Region annotation entries
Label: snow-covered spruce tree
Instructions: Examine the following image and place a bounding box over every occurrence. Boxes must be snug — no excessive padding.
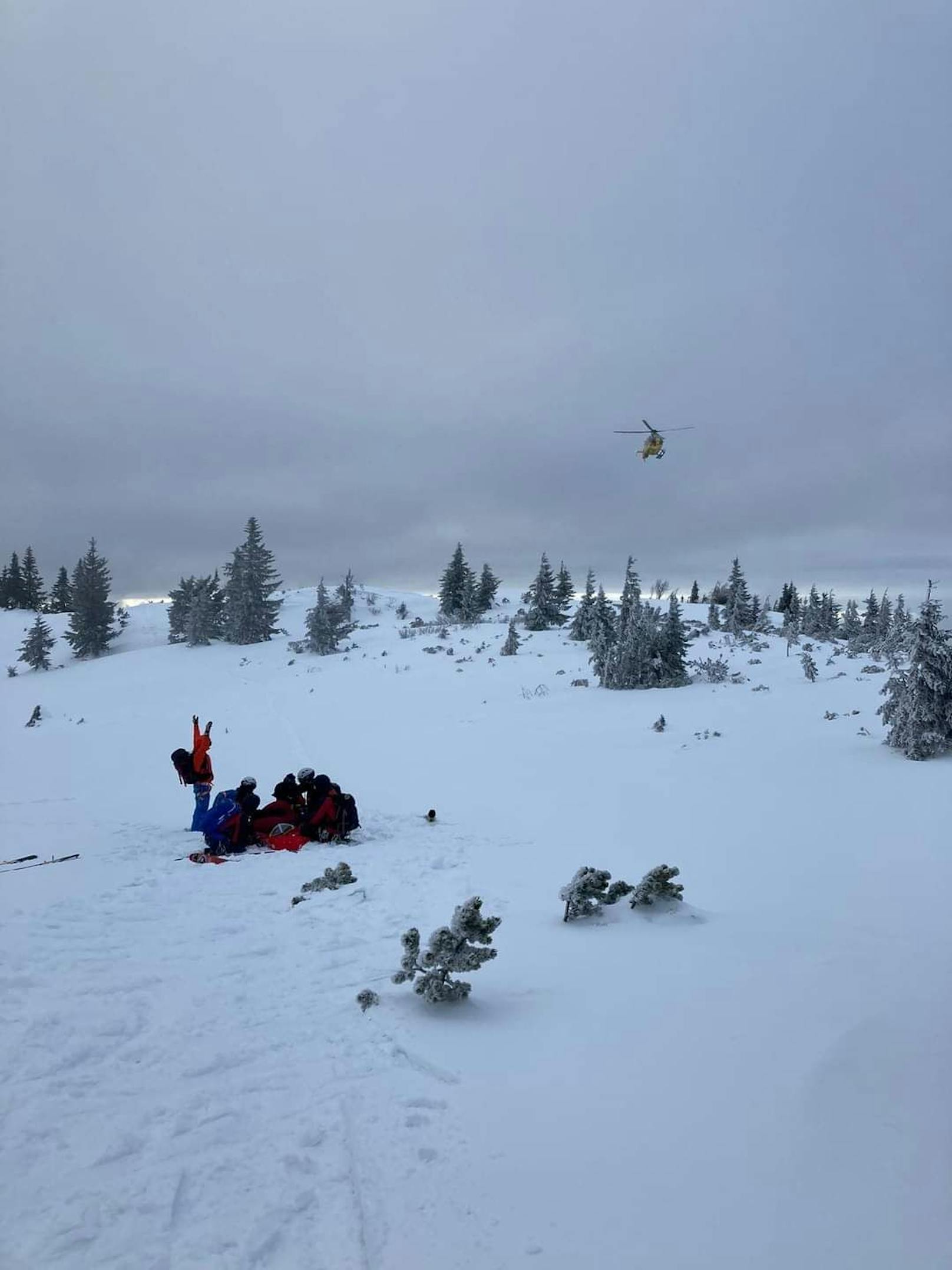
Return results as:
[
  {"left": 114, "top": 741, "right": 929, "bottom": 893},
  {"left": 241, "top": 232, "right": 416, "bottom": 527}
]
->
[
  {"left": 394, "top": 895, "right": 501, "bottom": 1002},
  {"left": 439, "top": 542, "right": 476, "bottom": 622},
  {"left": 305, "top": 578, "right": 345, "bottom": 657},
  {"left": 630, "top": 865, "right": 684, "bottom": 908},
  {"left": 843, "top": 599, "right": 863, "bottom": 640},
  {"left": 224, "top": 516, "right": 280, "bottom": 644},
  {"left": 66, "top": 539, "right": 120, "bottom": 658},
  {"left": 618, "top": 556, "right": 641, "bottom": 639},
  {"left": 877, "top": 583, "right": 952, "bottom": 760},
  {"left": 604, "top": 596, "right": 688, "bottom": 688},
  {"left": 876, "top": 591, "right": 892, "bottom": 642},
  {"left": 754, "top": 601, "right": 776, "bottom": 635},
  {"left": 818, "top": 591, "right": 839, "bottom": 639},
  {"left": 16, "top": 613, "right": 56, "bottom": 671},
  {"left": 525, "top": 551, "right": 565, "bottom": 631},
  {"left": 589, "top": 587, "right": 618, "bottom": 640},
  {"left": 4, "top": 551, "right": 27, "bottom": 608},
  {"left": 799, "top": 587, "right": 820, "bottom": 638},
  {"left": 476, "top": 564, "right": 499, "bottom": 615},
  {"left": 499, "top": 617, "right": 519, "bottom": 657},
  {"left": 863, "top": 591, "right": 880, "bottom": 644},
  {"left": 335, "top": 569, "right": 356, "bottom": 622},
  {"left": 167, "top": 574, "right": 198, "bottom": 644},
  {"left": 892, "top": 591, "right": 911, "bottom": 634},
  {"left": 47, "top": 565, "right": 72, "bottom": 613},
  {"left": 556, "top": 560, "right": 575, "bottom": 622},
  {"left": 722, "top": 556, "right": 753, "bottom": 635},
  {"left": 568, "top": 569, "right": 596, "bottom": 640},
  {"left": 22, "top": 547, "right": 46, "bottom": 613},
  {"left": 774, "top": 582, "right": 798, "bottom": 613},
  {"left": 662, "top": 592, "right": 689, "bottom": 688},
  {"left": 558, "top": 865, "right": 633, "bottom": 922},
  {"left": 186, "top": 573, "right": 223, "bottom": 648}
]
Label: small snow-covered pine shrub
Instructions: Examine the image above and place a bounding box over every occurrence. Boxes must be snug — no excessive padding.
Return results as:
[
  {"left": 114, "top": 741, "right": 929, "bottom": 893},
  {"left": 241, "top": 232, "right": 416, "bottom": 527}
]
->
[
  {"left": 630, "top": 865, "right": 684, "bottom": 908},
  {"left": 499, "top": 617, "right": 519, "bottom": 657},
  {"left": 394, "top": 895, "right": 503, "bottom": 1002},
  {"left": 558, "top": 865, "right": 632, "bottom": 922},
  {"left": 290, "top": 860, "right": 356, "bottom": 908},
  {"left": 690, "top": 657, "right": 731, "bottom": 683}
]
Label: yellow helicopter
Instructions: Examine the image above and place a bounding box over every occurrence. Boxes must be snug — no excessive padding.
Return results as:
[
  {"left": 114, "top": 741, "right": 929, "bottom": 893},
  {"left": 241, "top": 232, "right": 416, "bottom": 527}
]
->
[{"left": 614, "top": 419, "right": 695, "bottom": 462}]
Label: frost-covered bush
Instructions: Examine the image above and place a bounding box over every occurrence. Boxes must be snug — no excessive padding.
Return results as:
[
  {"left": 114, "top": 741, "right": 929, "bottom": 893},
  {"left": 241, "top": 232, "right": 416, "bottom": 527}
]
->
[
  {"left": 690, "top": 657, "right": 731, "bottom": 683},
  {"left": 799, "top": 653, "right": 816, "bottom": 683},
  {"left": 630, "top": 865, "right": 684, "bottom": 908},
  {"left": 558, "top": 865, "right": 632, "bottom": 922},
  {"left": 394, "top": 895, "right": 503, "bottom": 1001},
  {"left": 499, "top": 618, "right": 519, "bottom": 657},
  {"left": 290, "top": 860, "right": 356, "bottom": 908}
]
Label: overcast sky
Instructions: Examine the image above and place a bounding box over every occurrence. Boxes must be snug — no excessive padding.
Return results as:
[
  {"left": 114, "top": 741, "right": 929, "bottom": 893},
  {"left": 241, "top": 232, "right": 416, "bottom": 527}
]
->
[{"left": 0, "top": 0, "right": 952, "bottom": 605}]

■ What this task involves
Please rewrite the lines from the one holding "Label: overcast sky" through the last line above, both included, with the requests kept. Multiply every coordinate in the answers by 0.4 and round to whole numbers, halves up, leaving the numbers in the requests and their format samples unchanged.

■ Result of the task
Label: overcast sky
Instructions: Examine the image above and place a bounding box over every occurrence. Boxes must be snug — no excessive padding.
Return results as:
[
  {"left": 114, "top": 741, "right": 929, "bottom": 893},
  {"left": 241, "top": 232, "right": 416, "bottom": 527}
]
->
[{"left": 0, "top": 0, "right": 381, "bottom": 242}]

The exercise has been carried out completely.